• Qué resolver:
Según el fragmento sobre Tepotzotlán, ¿en qué año fueron expulsados los jesuitas de los reinos de España?

• Fragmento para leer:
Interior de la Capilla de Loreto, Museo Nacional del Virreinato, Tepotzotlán, Estado de México. D.R. © SC-INAH, México, 2017. Foto: D.R. © José Acévez, 2017.

Pero, ¿puede esto tener sentido o cierta “vivencialidad” en nuestros días? Ahora el Colegio es el Museo Nacional del Virreinato y su tránsito depende de tales parámetros institucionales: los pasillos, capillas, jardines y el propio templo cumplen con la función de “preservar el patrimonio” y aleccionar a los visitantes sobre una etapa particular del pasado mexicano. Una de las relativas ventajas de la expulsión de los jesuitas de los reinos de España en 1767 fue que, con el abandono, el arte del Colegio se deterioró pero no fue intervenido. Por lo que su adquisición por el Estado y su conversión en museo en la década de los sesenta nos permite observar una estampa casi intacta de la vida virreinal, monacal y barroca del México del siglo XVIII. Así, visitar el Colegio (o Museo) en estos días es enfrentarte a filas de turistas, a curiosos que fotografían los recovecos del lugar, a recámaras convertidas en salas de exposición, a explicaciones monográficas de una guía que habla a un micrófono y señala a santos y vírgenes para que los visitantes los observen con binoculares. Lo intacto de la arquitectura y los retablos se contrapone con una experiencia volcada al consumo de bienes patrimoniales, de souvenirs del pasado, de salas que absolutizan la memoria.

Aún así, estar en Tepotzotlán en estos días posibilita un cuestionamiento aún más profundo que la patrimonialización y museografía del pasado. ¿Qué hacemos con la experiencia mística propuesta por Ignacio y por el barroco aquellos que procuramos mantener una actitud sobria ante la existencia, primordialmente racional, reflexiva desde los parámetros modernos y, si no, atea, sí agnóstica (que no hay que confundir con la lectura new age de que es la creencia en dios sin iglesia, sino que es la declaración de incapacidad inteligible para hablar de lo divino o lo trascendental)? ¿Qué hacemos si no hemos encarnado (al menos recientemente) los Ejercicios espirituales pero aun así, al llegar al templo, nos desbordamos en una contemplación a una belleza que si bien no nos sirve para alcanzar el amor, sí nos sacude las entrañas y nos remueve las categorías con las que solemos analizar nuestra realidad? En mi reciente visita al antiguo Colegio de san Francisco Javier, una mujer que me acompañaba en la capilla de Loreto se conmovía diciendo que no le alcanzaban los ojos para apreciar todo a su alrededor. Y es que cuando observas aquella cúpula que se eleva paso por paso hacia el cielo, llena de elementos y detalles (de ángeles del pasado), te sientes, como dice Silvio Rodríguez, en “un espacio sin fin” donde los sentidos no alcanzan y la inteligencia mucho menos. Si bien estar en Tepotzotlán hoy día no responde a una experiencia divina, sí ayuda a desatornillar los vicios del hedonismo que caracterizan nuestra era de consumo. Sí nos posibilita ver; abrir los ojos —no al pasado ni a la experiencia mística— a una dimensión estética que nos rebasa, nos suspende.

• Datos del ejercicio:
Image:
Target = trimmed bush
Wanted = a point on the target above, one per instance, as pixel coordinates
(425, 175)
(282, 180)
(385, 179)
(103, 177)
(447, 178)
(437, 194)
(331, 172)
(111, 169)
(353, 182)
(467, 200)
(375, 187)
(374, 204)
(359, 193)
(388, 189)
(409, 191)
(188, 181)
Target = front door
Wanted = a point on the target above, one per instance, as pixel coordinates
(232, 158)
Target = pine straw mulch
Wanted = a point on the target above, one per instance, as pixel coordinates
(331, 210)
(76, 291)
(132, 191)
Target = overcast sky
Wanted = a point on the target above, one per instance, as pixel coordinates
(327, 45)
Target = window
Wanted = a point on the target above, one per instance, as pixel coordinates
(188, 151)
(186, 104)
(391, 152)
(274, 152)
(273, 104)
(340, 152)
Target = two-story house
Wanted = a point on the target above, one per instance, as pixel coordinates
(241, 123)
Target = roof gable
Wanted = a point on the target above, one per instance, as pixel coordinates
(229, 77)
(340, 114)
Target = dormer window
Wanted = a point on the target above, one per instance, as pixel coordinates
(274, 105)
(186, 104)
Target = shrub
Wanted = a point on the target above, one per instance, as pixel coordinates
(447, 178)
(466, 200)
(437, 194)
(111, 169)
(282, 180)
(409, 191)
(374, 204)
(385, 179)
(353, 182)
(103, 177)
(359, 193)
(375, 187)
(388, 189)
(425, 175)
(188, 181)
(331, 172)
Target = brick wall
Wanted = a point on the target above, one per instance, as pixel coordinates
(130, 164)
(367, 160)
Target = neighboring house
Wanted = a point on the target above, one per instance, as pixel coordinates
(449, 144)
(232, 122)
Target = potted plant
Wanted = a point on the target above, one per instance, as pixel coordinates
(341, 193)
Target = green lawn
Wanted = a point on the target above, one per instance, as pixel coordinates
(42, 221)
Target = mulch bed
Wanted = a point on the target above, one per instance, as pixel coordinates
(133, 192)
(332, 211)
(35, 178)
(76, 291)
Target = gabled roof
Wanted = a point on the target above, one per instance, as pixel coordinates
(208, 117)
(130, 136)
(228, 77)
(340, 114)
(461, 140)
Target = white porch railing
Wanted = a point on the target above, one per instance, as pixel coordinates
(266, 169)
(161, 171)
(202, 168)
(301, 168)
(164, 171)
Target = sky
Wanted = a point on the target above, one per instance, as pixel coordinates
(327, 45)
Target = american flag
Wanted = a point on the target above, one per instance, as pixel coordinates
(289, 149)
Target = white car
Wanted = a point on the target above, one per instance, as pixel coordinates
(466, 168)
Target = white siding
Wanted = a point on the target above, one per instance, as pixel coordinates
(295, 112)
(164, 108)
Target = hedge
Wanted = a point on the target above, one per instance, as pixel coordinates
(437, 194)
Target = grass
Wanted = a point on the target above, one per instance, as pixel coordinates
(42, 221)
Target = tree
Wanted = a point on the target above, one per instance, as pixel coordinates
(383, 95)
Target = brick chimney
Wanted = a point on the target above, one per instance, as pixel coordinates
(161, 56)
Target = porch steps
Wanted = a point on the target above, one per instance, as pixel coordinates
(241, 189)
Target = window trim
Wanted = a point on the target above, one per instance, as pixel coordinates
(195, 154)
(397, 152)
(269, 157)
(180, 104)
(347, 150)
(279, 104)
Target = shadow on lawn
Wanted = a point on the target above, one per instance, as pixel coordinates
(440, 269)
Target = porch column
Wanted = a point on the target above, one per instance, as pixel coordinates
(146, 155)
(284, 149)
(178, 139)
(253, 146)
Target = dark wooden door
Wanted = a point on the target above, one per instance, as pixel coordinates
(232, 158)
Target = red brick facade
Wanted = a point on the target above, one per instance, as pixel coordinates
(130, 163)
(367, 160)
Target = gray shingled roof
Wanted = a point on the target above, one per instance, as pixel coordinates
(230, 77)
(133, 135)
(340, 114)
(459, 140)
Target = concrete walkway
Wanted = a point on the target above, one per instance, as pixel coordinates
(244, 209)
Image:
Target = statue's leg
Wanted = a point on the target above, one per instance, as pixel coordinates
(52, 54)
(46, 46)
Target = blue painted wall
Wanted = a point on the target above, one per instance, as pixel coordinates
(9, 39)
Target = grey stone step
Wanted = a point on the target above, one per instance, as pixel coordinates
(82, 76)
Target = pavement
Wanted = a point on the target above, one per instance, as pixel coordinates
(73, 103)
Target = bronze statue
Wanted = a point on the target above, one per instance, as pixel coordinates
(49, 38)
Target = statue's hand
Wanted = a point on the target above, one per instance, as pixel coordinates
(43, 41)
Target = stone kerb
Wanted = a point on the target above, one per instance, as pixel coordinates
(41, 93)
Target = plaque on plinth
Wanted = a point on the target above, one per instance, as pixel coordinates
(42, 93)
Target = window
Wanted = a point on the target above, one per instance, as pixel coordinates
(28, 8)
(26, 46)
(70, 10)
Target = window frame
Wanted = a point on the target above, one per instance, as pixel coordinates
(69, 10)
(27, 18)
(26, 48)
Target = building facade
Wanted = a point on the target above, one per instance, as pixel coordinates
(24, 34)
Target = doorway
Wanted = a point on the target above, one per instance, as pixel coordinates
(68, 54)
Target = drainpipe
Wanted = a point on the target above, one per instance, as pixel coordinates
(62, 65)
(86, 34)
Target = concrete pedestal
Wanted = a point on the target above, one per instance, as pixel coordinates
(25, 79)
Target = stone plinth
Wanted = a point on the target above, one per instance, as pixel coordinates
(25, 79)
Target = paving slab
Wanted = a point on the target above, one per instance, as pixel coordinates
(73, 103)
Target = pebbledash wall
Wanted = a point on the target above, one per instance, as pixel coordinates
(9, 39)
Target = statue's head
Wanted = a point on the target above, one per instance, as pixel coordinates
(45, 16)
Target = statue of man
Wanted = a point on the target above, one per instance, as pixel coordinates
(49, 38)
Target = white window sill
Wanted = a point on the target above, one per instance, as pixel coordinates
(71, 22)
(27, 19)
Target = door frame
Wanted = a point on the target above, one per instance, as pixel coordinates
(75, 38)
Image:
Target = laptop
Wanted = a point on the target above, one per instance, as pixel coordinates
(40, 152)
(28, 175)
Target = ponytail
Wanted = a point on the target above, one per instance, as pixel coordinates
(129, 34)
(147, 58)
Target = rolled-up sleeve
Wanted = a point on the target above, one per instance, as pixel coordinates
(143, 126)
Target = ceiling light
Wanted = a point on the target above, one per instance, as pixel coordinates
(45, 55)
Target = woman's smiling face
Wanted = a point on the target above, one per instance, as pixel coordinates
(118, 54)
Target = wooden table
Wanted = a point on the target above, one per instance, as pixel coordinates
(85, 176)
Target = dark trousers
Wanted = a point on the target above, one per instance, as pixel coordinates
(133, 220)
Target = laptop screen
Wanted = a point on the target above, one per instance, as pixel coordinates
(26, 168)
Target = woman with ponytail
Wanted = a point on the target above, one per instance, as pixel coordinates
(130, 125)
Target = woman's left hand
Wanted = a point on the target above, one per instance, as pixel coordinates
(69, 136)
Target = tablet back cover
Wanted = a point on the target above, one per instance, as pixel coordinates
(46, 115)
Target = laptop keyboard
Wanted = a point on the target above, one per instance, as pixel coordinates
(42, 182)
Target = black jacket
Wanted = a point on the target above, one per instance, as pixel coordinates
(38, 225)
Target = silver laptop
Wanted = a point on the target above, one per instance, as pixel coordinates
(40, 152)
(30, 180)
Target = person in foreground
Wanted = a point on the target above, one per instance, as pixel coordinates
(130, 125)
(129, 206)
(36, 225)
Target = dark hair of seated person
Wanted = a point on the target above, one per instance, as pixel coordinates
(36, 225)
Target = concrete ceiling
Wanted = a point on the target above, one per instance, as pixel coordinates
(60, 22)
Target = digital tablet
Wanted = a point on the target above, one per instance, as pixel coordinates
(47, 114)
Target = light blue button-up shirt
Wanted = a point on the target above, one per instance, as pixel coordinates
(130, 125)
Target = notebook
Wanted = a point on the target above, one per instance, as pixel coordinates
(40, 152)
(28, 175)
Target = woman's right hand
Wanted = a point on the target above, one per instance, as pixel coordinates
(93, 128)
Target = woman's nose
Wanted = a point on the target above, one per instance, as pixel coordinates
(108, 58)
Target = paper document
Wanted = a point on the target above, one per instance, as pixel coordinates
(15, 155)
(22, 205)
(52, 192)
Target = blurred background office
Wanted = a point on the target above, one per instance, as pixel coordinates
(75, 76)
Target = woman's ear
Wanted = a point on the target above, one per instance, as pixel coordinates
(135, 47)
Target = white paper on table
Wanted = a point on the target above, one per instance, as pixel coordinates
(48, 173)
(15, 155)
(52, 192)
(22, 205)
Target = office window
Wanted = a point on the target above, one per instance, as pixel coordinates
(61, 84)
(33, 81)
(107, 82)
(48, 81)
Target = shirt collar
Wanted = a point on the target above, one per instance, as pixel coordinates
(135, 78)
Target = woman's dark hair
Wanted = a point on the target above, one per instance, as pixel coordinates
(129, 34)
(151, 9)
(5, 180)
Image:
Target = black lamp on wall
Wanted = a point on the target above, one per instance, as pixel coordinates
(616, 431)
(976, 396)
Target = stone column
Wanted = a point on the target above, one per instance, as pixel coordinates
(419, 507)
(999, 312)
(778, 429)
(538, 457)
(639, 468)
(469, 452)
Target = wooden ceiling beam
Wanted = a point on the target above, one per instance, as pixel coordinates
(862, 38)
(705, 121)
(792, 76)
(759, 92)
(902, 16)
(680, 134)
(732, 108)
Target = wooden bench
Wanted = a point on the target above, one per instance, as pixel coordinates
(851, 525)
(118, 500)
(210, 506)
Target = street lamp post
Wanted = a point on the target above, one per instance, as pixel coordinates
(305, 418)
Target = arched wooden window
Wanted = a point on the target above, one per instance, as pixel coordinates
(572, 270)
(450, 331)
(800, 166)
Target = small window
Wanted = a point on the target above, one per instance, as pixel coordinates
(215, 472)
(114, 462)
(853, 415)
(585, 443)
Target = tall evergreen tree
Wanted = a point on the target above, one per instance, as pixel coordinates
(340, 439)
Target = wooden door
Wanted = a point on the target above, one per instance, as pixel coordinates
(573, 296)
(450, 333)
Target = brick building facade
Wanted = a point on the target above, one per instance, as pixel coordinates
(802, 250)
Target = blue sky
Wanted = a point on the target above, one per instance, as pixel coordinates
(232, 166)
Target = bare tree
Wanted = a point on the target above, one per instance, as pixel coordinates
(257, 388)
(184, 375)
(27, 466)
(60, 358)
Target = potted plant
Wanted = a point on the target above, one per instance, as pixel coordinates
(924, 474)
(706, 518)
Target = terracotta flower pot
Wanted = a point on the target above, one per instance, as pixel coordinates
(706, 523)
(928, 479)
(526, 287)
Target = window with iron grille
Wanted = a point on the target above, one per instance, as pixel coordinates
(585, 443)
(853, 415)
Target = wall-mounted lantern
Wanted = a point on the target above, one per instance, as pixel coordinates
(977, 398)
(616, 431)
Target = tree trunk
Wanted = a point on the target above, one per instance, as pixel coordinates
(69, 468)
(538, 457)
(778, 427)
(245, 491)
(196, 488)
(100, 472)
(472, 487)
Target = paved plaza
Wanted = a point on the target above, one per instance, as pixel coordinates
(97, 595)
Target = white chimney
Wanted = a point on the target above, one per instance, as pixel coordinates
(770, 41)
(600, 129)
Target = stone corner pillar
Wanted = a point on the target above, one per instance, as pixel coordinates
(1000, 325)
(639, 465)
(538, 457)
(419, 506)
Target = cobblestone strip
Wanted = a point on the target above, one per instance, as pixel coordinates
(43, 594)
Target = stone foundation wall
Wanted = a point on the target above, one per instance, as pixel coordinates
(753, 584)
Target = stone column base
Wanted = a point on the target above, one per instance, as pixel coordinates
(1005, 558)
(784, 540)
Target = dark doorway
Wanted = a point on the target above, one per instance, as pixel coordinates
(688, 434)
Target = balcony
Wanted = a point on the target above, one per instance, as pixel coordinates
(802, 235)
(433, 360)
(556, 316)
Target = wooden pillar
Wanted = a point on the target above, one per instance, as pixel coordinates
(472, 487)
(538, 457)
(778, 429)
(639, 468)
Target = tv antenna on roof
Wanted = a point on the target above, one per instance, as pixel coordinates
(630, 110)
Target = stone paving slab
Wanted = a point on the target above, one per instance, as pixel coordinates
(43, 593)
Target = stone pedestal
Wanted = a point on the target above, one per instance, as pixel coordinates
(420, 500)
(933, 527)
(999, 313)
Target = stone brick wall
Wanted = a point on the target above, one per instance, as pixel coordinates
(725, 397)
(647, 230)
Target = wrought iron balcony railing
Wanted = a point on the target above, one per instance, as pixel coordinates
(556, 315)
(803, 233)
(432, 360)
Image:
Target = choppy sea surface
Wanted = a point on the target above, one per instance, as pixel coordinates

• Respuesta:
En 1767.